Output only the lines from the one holding "[trace] bowl rim" to the end of the data below, please, copied exactly.

==== RECORDS ====

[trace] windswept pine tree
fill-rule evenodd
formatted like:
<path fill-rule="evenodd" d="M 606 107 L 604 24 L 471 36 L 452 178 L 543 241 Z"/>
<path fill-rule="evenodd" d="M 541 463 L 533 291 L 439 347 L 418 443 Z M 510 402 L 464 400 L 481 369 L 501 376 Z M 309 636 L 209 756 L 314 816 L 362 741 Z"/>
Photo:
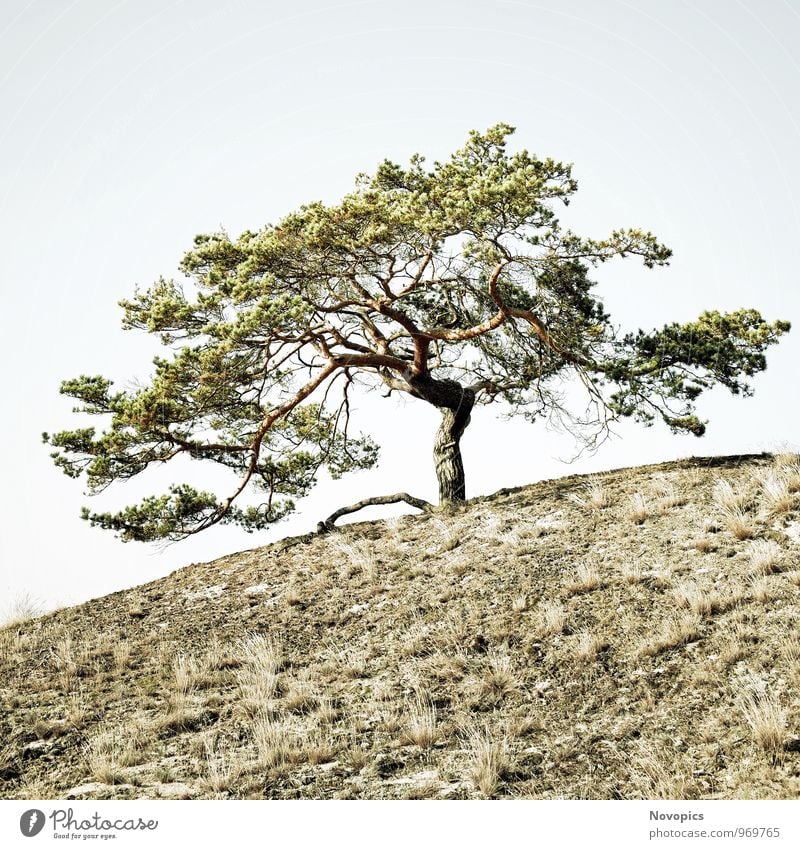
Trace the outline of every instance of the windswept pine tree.
<path fill-rule="evenodd" d="M 197 236 L 184 281 L 162 278 L 123 301 L 124 327 L 156 334 L 169 353 L 135 391 L 99 376 L 65 381 L 76 410 L 110 425 L 45 434 L 55 462 L 91 492 L 181 456 L 237 477 L 221 495 L 173 485 L 84 518 L 123 540 L 181 539 L 218 522 L 264 528 L 321 468 L 338 477 L 376 462 L 376 444 L 350 430 L 356 384 L 439 410 L 442 503 L 465 497 L 459 443 L 475 405 L 555 418 L 588 440 L 620 418 L 700 436 L 705 389 L 751 394 L 789 323 L 741 309 L 619 332 L 592 269 L 628 256 L 665 265 L 670 250 L 637 229 L 595 240 L 562 228 L 571 166 L 509 153 L 512 132 L 472 132 L 432 168 L 421 156 L 407 168 L 385 161 L 341 203 L 310 203 L 237 239 Z M 588 401 L 577 413 L 564 401 L 573 378 Z M 430 506 L 400 493 L 329 521 L 392 500 Z"/>

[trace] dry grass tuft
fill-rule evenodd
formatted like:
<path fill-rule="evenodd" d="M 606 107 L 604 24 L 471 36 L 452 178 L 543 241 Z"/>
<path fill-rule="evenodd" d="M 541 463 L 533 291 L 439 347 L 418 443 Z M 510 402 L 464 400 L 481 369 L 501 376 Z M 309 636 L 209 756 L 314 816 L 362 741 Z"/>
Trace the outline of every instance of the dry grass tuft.
<path fill-rule="evenodd" d="M 730 481 L 720 478 L 715 484 L 712 492 L 714 504 L 723 513 L 744 510 L 750 504 L 750 496 L 745 491 L 736 491 Z"/>
<path fill-rule="evenodd" d="M 641 492 L 634 493 L 630 498 L 630 508 L 628 510 L 628 516 L 631 521 L 637 525 L 641 525 L 644 524 L 645 519 L 648 519 L 652 515 L 653 511 L 644 495 Z"/>
<path fill-rule="evenodd" d="M 787 735 L 787 712 L 777 694 L 754 684 L 737 701 L 753 740 L 777 763 Z"/>
<path fill-rule="evenodd" d="M 755 576 L 749 581 L 750 597 L 761 604 L 772 599 L 772 585 L 766 575 Z"/>
<path fill-rule="evenodd" d="M 44 613 L 43 605 L 30 593 L 22 593 L 0 613 L 0 630 L 18 628 Z"/>
<path fill-rule="evenodd" d="M 375 583 L 378 576 L 378 561 L 370 545 L 365 540 L 344 542 L 337 540 L 335 548 L 341 555 L 342 563 L 339 574 L 343 578 L 362 575 L 370 583 Z"/>
<path fill-rule="evenodd" d="M 568 613 L 558 601 L 546 601 L 539 606 L 538 632 L 542 637 L 562 634 L 567 624 Z"/>
<path fill-rule="evenodd" d="M 781 547 L 774 540 L 754 540 L 748 546 L 750 566 L 760 575 L 771 575 L 778 571 Z"/>
<path fill-rule="evenodd" d="M 575 570 L 575 573 L 575 580 L 564 587 L 567 595 L 588 593 L 602 585 L 597 567 L 590 563 L 581 563 Z"/>
<path fill-rule="evenodd" d="M 429 749 L 439 738 L 436 708 L 429 699 L 418 696 L 409 710 L 406 739 L 423 749 Z"/>
<path fill-rule="evenodd" d="M 675 600 L 698 616 L 710 616 L 730 610 L 742 600 L 742 595 L 722 596 L 716 590 L 701 589 L 693 581 L 679 584 L 673 591 Z"/>
<path fill-rule="evenodd" d="M 581 631 L 575 644 L 575 660 L 579 663 L 591 663 L 606 645 L 608 645 L 607 641 L 598 634 Z"/>
<path fill-rule="evenodd" d="M 229 793 L 241 778 L 243 764 L 215 751 L 208 739 L 203 742 L 205 753 L 203 756 L 203 775 L 200 779 L 201 786 L 207 787 L 214 793 Z"/>
<path fill-rule="evenodd" d="M 123 770 L 142 762 L 144 740 L 141 729 L 104 729 L 95 735 L 85 749 L 86 765 L 91 776 L 103 784 L 121 784 Z"/>
<path fill-rule="evenodd" d="M 722 525 L 738 540 L 752 539 L 758 532 L 753 518 L 738 507 L 722 512 Z"/>
<path fill-rule="evenodd" d="M 769 514 L 788 513 L 794 506 L 795 496 L 785 475 L 768 474 L 761 483 L 761 495 L 764 509 Z"/>
<path fill-rule="evenodd" d="M 528 609 L 528 596 L 526 595 L 518 595 L 511 602 L 511 612 L 512 613 L 524 613 Z"/>
<path fill-rule="evenodd" d="M 69 634 L 55 641 L 50 654 L 56 667 L 59 685 L 65 693 L 68 693 L 77 682 L 80 663 L 85 660 L 85 656 L 78 656 Z"/>
<path fill-rule="evenodd" d="M 573 503 L 587 510 L 602 510 L 611 504 L 611 497 L 600 481 L 595 481 L 582 487 L 580 494 L 571 492 L 568 498 Z"/>
<path fill-rule="evenodd" d="M 639 653 L 644 656 L 661 654 L 696 640 L 700 632 L 701 622 L 698 614 L 691 612 L 674 616 L 664 622 L 661 631 L 646 642 Z"/>
<path fill-rule="evenodd" d="M 250 717 L 267 713 L 278 688 L 278 670 L 283 665 L 280 644 L 271 637 L 252 634 L 239 643 L 241 668 L 236 680 L 241 706 Z"/>
<path fill-rule="evenodd" d="M 700 537 L 691 542 L 690 546 L 701 554 L 709 554 L 717 550 L 717 544 L 710 537 Z"/>
<path fill-rule="evenodd" d="M 675 484 L 673 484 L 672 481 L 659 481 L 658 489 L 660 493 L 658 506 L 661 509 L 672 510 L 675 507 L 683 507 L 689 502 L 689 499 L 683 492 L 679 492 L 675 489 Z"/>
<path fill-rule="evenodd" d="M 267 713 L 259 713 L 250 725 L 259 766 L 273 767 L 292 759 L 297 738 L 288 725 Z"/>
<path fill-rule="evenodd" d="M 495 737 L 485 728 L 473 728 L 466 733 L 466 744 L 470 780 L 484 796 L 494 796 L 509 765 L 506 737 Z"/>

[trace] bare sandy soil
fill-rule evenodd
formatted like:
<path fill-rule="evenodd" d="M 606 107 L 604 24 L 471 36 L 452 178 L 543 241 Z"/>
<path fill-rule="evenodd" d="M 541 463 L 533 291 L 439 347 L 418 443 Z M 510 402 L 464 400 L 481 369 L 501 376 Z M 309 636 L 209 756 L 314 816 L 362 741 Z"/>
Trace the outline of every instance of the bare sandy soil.
<path fill-rule="evenodd" d="M 3 798 L 795 798 L 800 465 L 570 477 L 0 630 Z"/>

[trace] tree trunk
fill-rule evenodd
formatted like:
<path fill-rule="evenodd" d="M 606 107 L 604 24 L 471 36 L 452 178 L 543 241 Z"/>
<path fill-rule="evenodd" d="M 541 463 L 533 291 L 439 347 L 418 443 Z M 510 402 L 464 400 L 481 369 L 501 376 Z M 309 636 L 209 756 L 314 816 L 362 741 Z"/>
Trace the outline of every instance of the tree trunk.
<path fill-rule="evenodd" d="M 442 422 L 433 443 L 433 460 L 439 481 L 439 503 L 464 501 L 466 484 L 461 459 L 461 437 L 469 424 L 475 393 L 455 380 L 431 377 L 410 381 L 414 394 L 439 408 Z"/>

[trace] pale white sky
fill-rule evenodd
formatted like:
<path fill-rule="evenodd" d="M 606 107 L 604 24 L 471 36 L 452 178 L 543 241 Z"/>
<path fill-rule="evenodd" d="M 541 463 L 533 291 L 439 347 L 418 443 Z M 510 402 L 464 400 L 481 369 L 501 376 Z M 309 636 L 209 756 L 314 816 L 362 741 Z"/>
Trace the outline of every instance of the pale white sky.
<path fill-rule="evenodd" d="M 4 0 L 0 610 L 24 591 L 79 602 L 310 530 L 368 494 L 435 497 L 437 415 L 414 402 L 363 403 L 377 470 L 321 484 L 268 534 L 214 529 L 164 551 L 80 521 L 81 485 L 40 442 L 75 422 L 62 379 L 146 378 L 152 346 L 123 333 L 117 301 L 176 274 L 195 233 L 333 202 L 384 157 L 442 158 L 471 128 L 513 124 L 515 145 L 575 163 L 570 226 L 651 229 L 673 249 L 666 269 L 602 270 L 623 326 L 740 306 L 797 323 L 798 43 L 795 0 Z M 754 398 L 702 399 L 702 440 L 631 425 L 572 466 L 558 461 L 569 439 L 480 408 L 468 494 L 796 447 L 799 353 L 800 325 Z M 150 491 L 120 485 L 103 503 Z"/>

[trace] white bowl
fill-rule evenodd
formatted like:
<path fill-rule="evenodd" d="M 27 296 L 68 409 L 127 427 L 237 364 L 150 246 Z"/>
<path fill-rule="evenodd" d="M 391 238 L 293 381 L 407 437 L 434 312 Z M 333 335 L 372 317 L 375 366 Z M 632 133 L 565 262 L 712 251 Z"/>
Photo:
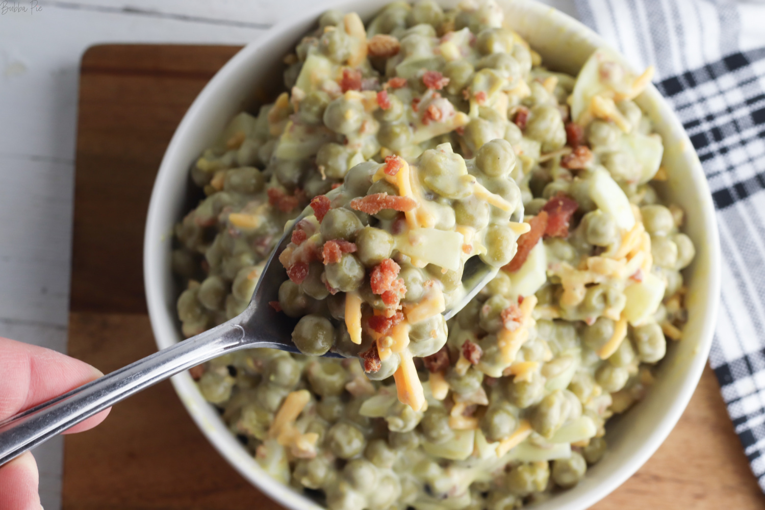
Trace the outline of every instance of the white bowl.
<path fill-rule="evenodd" d="M 237 112 L 254 103 L 259 87 L 281 85 L 281 60 L 315 24 L 324 10 L 356 11 L 369 19 L 389 0 L 320 2 L 309 12 L 296 12 L 248 44 L 226 63 L 200 93 L 178 126 L 151 193 L 144 242 L 144 278 L 157 346 L 182 339 L 176 319 L 170 269 L 173 225 L 184 206 L 191 164 Z M 450 2 L 444 2 L 449 4 Z M 587 57 L 605 41 L 573 18 L 534 0 L 503 3 L 509 25 L 523 36 L 550 68 L 576 74 Z M 638 469 L 675 426 L 696 387 L 709 352 L 720 293 L 720 249 L 711 197 L 701 164 L 682 126 L 653 86 L 640 98 L 640 106 L 664 138 L 664 164 L 669 180 L 662 192 L 686 211 L 685 232 L 697 255 L 687 270 L 688 322 L 684 339 L 672 343 L 648 396 L 624 419 L 609 424 L 609 449 L 574 489 L 539 505 L 539 509 L 581 510 L 616 489 Z M 286 507 L 321 507 L 273 480 L 228 431 L 187 372 L 172 378 L 181 400 L 210 441 L 256 486 Z M 680 462 L 680 460 L 679 460 Z M 680 466 L 678 466 L 680 468 Z"/>

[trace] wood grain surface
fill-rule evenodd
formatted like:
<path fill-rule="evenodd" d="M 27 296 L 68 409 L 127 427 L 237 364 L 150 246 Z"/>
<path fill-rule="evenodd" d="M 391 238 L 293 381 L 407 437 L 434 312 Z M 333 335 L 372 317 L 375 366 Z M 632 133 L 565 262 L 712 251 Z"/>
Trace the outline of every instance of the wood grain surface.
<path fill-rule="evenodd" d="M 151 184 L 186 109 L 236 49 L 109 45 L 83 57 L 69 352 L 104 372 L 155 350 L 142 284 Z M 66 436 L 63 508 L 280 507 L 213 450 L 163 382 Z M 593 508 L 765 508 L 710 369 L 656 453 Z"/>

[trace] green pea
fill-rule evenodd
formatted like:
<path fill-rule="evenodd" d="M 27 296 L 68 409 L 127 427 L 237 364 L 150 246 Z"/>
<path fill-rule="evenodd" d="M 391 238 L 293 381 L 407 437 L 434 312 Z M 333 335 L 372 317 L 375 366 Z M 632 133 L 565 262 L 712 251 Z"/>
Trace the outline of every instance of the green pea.
<path fill-rule="evenodd" d="M 366 446 L 361 430 L 344 422 L 335 424 L 330 428 L 325 442 L 330 451 L 340 459 L 353 458 L 361 453 Z"/>
<path fill-rule="evenodd" d="M 361 127 L 364 119 L 364 108 L 358 101 L 351 101 L 343 96 L 338 97 L 324 110 L 324 125 L 341 135 L 350 135 Z"/>
<path fill-rule="evenodd" d="M 604 391 L 613 393 L 624 388 L 630 372 L 627 369 L 604 363 L 595 372 L 595 381 L 603 388 Z"/>
<path fill-rule="evenodd" d="M 410 27 L 425 23 L 438 28 L 443 21 L 444 11 L 435 0 L 415 2 L 406 17 L 406 23 Z"/>
<path fill-rule="evenodd" d="M 552 437 L 565 421 L 567 408 L 566 397 L 561 390 L 547 395 L 531 411 L 532 427 L 540 435 Z"/>
<path fill-rule="evenodd" d="M 362 229 L 356 238 L 356 255 L 368 268 L 389 258 L 393 245 L 392 236 L 382 229 L 371 226 Z"/>
<path fill-rule="evenodd" d="M 279 306 L 287 317 L 299 317 L 305 314 L 310 300 L 300 285 L 286 280 L 279 286 Z"/>
<path fill-rule="evenodd" d="M 542 143 L 542 152 L 552 152 L 566 143 L 561 112 L 555 106 L 540 105 L 529 110 L 525 134 Z"/>
<path fill-rule="evenodd" d="M 324 241 L 345 239 L 353 241 L 364 228 L 361 220 L 347 209 L 330 209 L 321 220 L 321 237 Z"/>
<path fill-rule="evenodd" d="M 672 213 L 664 206 L 643 206 L 640 207 L 640 215 L 649 234 L 666 236 L 675 228 Z"/>
<path fill-rule="evenodd" d="M 348 373 L 343 365 L 330 360 L 312 362 L 308 370 L 308 382 L 314 393 L 322 397 L 336 397 L 345 390 Z"/>
<path fill-rule="evenodd" d="M 579 483 L 587 471 L 587 462 L 581 453 L 572 451 L 568 459 L 557 459 L 552 463 L 552 479 L 563 489 Z"/>
<path fill-rule="evenodd" d="M 327 282 L 343 292 L 353 292 L 364 281 L 364 266 L 352 253 L 345 253 L 339 262 L 324 266 Z"/>
<path fill-rule="evenodd" d="M 380 145 L 398 152 L 406 148 L 412 139 L 412 128 L 407 122 L 384 124 L 377 133 Z"/>
<path fill-rule="evenodd" d="M 632 338 L 637 356 L 643 363 L 656 363 L 666 354 L 666 339 L 656 323 L 648 323 L 633 329 Z"/>
<path fill-rule="evenodd" d="M 325 456 L 298 459 L 292 472 L 292 478 L 304 487 L 315 490 L 321 489 L 333 470 L 330 461 Z"/>
<path fill-rule="evenodd" d="M 324 175 L 330 179 L 342 179 L 348 173 L 350 154 L 344 145 L 324 144 L 316 154 L 316 164 L 324 169 Z"/>
<path fill-rule="evenodd" d="M 343 63 L 350 56 L 350 37 L 343 30 L 328 30 L 319 39 L 321 52 L 337 63 Z"/>
<path fill-rule="evenodd" d="M 688 267 L 693 258 L 696 256 L 696 249 L 693 245 L 693 242 L 685 234 L 673 234 L 669 237 L 672 242 L 677 246 L 677 262 L 675 268 L 679 271 Z"/>
<path fill-rule="evenodd" d="M 619 240 L 619 228 L 608 213 L 600 209 L 591 211 L 582 218 L 584 239 L 594 246 L 608 246 Z"/>
<path fill-rule="evenodd" d="M 397 455 L 384 439 L 373 439 L 366 445 L 364 456 L 377 467 L 388 469 L 393 466 Z"/>
<path fill-rule="evenodd" d="M 435 354 L 446 343 L 448 330 L 441 313 L 412 324 L 409 350 L 412 356 L 423 357 Z"/>
<path fill-rule="evenodd" d="M 452 96 L 459 96 L 462 89 L 473 80 L 474 73 L 473 64 L 465 59 L 458 59 L 447 63 L 442 71 L 444 76 L 449 79 L 446 92 Z"/>
<path fill-rule="evenodd" d="M 478 149 L 476 165 L 490 177 L 506 177 L 516 166 L 516 153 L 509 142 L 496 138 Z"/>
<path fill-rule="evenodd" d="M 505 486 L 516 495 L 527 496 L 545 490 L 549 478 L 550 468 L 546 462 L 522 463 L 507 473 Z"/>
<path fill-rule="evenodd" d="M 257 168 L 252 167 L 234 168 L 226 172 L 223 190 L 252 194 L 259 193 L 263 189 L 265 182 L 262 174 Z"/>
<path fill-rule="evenodd" d="M 327 319 L 317 313 L 304 316 L 292 331 L 292 343 L 303 354 L 322 356 L 334 342 L 334 328 Z"/>
<path fill-rule="evenodd" d="M 490 441 L 499 441 L 509 437 L 518 426 L 518 419 L 504 408 L 495 406 L 481 418 L 480 427 Z"/>
<path fill-rule="evenodd" d="M 399 278 L 404 280 L 406 294 L 404 294 L 405 303 L 418 303 L 425 294 L 425 277 L 422 271 L 411 265 L 404 265 L 399 273 Z"/>
<path fill-rule="evenodd" d="M 470 366 L 464 375 L 460 375 L 454 367 L 450 367 L 444 378 L 454 392 L 467 395 L 480 388 L 483 382 L 483 373 Z"/>
<path fill-rule="evenodd" d="M 590 443 L 582 448 L 581 453 L 588 463 L 597 463 L 606 453 L 606 440 L 603 437 L 591 438 Z"/>
<path fill-rule="evenodd" d="M 677 265 L 677 244 L 666 236 L 651 236 L 651 256 L 653 263 L 662 268 L 673 268 Z"/>
<path fill-rule="evenodd" d="M 420 429 L 422 435 L 436 444 L 445 443 L 454 437 L 454 433 L 449 427 L 449 416 L 443 409 L 431 408 L 425 411 L 420 421 Z"/>
<path fill-rule="evenodd" d="M 518 236 L 509 225 L 489 226 L 484 239 L 487 251 L 479 255 L 483 262 L 501 268 L 513 260 L 518 249 Z"/>

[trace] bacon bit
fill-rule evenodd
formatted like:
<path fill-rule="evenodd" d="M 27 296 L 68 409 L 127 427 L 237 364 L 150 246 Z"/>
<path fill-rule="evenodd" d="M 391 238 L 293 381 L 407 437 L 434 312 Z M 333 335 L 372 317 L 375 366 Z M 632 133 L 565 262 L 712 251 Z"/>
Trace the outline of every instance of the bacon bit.
<path fill-rule="evenodd" d="M 299 246 L 303 244 L 303 242 L 308 239 L 308 235 L 305 233 L 304 230 L 301 230 L 296 228 L 292 231 L 292 243 Z"/>
<path fill-rule="evenodd" d="M 392 209 L 405 213 L 417 206 L 417 203 L 409 197 L 397 197 L 387 193 L 376 193 L 363 198 L 354 198 L 350 208 L 367 214 L 377 214 L 383 209 Z"/>
<path fill-rule="evenodd" d="M 562 191 L 558 191 L 555 197 L 551 198 L 542 208 L 545 211 L 549 218 L 547 221 L 547 228 L 545 229 L 545 236 L 549 237 L 566 237 L 568 236 L 568 222 L 571 221 L 574 213 L 578 209 L 579 204 L 576 200 L 568 197 Z"/>
<path fill-rule="evenodd" d="M 361 71 L 357 69 L 343 69 L 340 80 L 340 88 L 343 92 L 361 90 Z"/>
<path fill-rule="evenodd" d="M 425 71 L 422 75 L 422 83 L 432 90 L 441 90 L 449 84 L 449 79 L 438 71 Z"/>
<path fill-rule="evenodd" d="M 529 258 L 529 253 L 531 252 L 534 246 L 536 246 L 542 235 L 545 233 L 545 230 L 547 229 L 547 222 L 548 214 L 546 211 L 541 211 L 529 221 L 531 230 L 525 234 L 521 234 L 520 237 L 518 238 L 518 250 L 516 252 L 516 255 L 510 261 L 510 263 L 503 267 L 503 269 L 513 273 L 521 268 L 526 258 Z"/>
<path fill-rule="evenodd" d="M 511 303 L 510 306 L 502 310 L 500 313 L 500 318 L 502 319 L 502 325 L 505 326 L 506 330 L 515 331 L 521 325 L 523 313 L 517 304 Z"/>
<path fill-rule="evenodd" d="M 392 35 L 378 34 L 366 41 L 366 49 L 370 57 L 390 58 L 399 54 L 401 43 Z"/>
<path fill-rule="evenodd" d="M 422 115 L 422 123 L 428 125 L 431 121 L 440 122 L 444 114 L 438 109 L 438 107 L 431 103 L 428 106 L 428 109 L 425 110 L 425 115 Z"/>
<path fill-rule="evenodd" d="M 431 354 L 429 356 L 423 358 L 422 362 L 425 363 L 428 372 L 431 374 L 444 372 L 449 368 L 449 365 L 451 364 L 449 361 L 449 349 L 446 346 L 444 346 L 435 354 Z"/>
<path fill-rule="evenodd" d="M 194 381 L 199 381 L 202 378 L 202 375 L 204 375 L 205 372 L 207 372 L 207 369 L 204 368 L 204 365 L 197 365 L 197 366 L 192 366 L 189 369 L 189 373 L 191 374 L 191 378 Z"/>
<path fill-rule="evenodd" d="M 311 200 L 311 208 L 314 210 L 314 216 L 316 219 L 321 223 L 321 220 L 324 219 L 324 216 L 330 210 L 330 199 L 327 197 L 326 195 L 319 195 L 318 197 L 314 197 Z"/>
<path fill-rule="evenodd" d="M 584 128 L 576 122 L 566 124 L 566 145 L 576 148 L 584 141 Z"/>
<path fill-rule="evenodd" d="M 526 122 L 529 122 L 529 109 L 526 106 L 518 108 L 516 112 L 516 118 L 513 121 L 521 129 L 526 129 Z"/>
<path fill-rule="evenodd" d="M 406 78 L 391 78 L 386 85 L 391 89 L 401 89 L 406 86 Z"/>
<path fill-rule="evenodd" d="M 383 110 L 390 108 L 390 98 L 388 97 L 387 90 L 380 90 L 377 93 L 377 106 Z"/>
<path fill-rule="evenodd" d="M 396 312 L 393 317 L 386 317 L 384 315 L 373 315 L 369 317 L 368 323 L 370 328 L 381 335 L 384 335 L 403 320 L 403 312 Z"/>
<path fill-rule="evenodd" d="M 377 372 L 382 366 L 380 362 L 380 355 L 377 352 L 377 343 L 373 342 L 369 350 L 359 354 L 359 357 L 364 362 L 364 372 Z"/>
<path fill-rule="evenodd" d="M 568 170 L 582 170 L 592 161 L 592 152 L 587 145 L 580 145 L 561 159 L 561 166 Z"/>
<path fill-rule="evenodd" d="M 376 294 L 382 294 L 386 291 L 389 291 L 393 281 L 399 276 L 399 271 L 401 271 L 401 266 L 396 264 L 392 258 L 386 258 L 376 265 L 369 276 L 372 291 Z"/>
<path fill-rule="evenodd" d="M 295 262 L 287 269 L 287 276 L 298 285 L 303 283 L 308 275 L 308 265 L 305 262 Z"/>
<path fill-rule="evenodd" d="M 478 344 L 474 343 L 470 340 L 465 340 L 465 343 L 462 344 L 462 356 L 470 362 L 470 365 L 477 365 L 483 355 L 483 349 Z"/>
<path fill-rule="evenodd" d="M 402 160 L 399 156 L 386 156 L 385 158 L 385 170 L 384 171 L 386 174 L 392 177 L 399 173 L 404 166 L 404 160 Z"/>
<path fill-rule="evenodd" d="M 337 264 L 343 258 L 343 253 L 353 253 L 356 249 L 356 245 L 353 242 L 348 242 L 345 239 L 332 239 L 324 243 L 321 251 L 321 260 L 324 261 L 324 265 Z"/>

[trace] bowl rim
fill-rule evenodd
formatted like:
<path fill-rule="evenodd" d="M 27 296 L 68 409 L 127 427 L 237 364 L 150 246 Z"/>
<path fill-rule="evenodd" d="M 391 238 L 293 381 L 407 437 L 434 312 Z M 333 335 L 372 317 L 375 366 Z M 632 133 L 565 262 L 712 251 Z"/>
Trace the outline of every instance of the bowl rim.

====

| COMPLETE OUTPUT |
[trace] bowl rim
fill-rule evenodd
formatted like:
<path fill-rule="evenodd" d="M 27 296 L 68 409 L 127 427 L 237 364 L 150 246 Z"/>
<path fill-rule="evenodd" d="M 391 238 L 293 381 L 407 437 L 434 312 Z M 333 335 L 372 317 L 375 366 Z M 632 133 L 565 262 L 712 251 Z"/>
Trace the outline of every instance of the bowl rim.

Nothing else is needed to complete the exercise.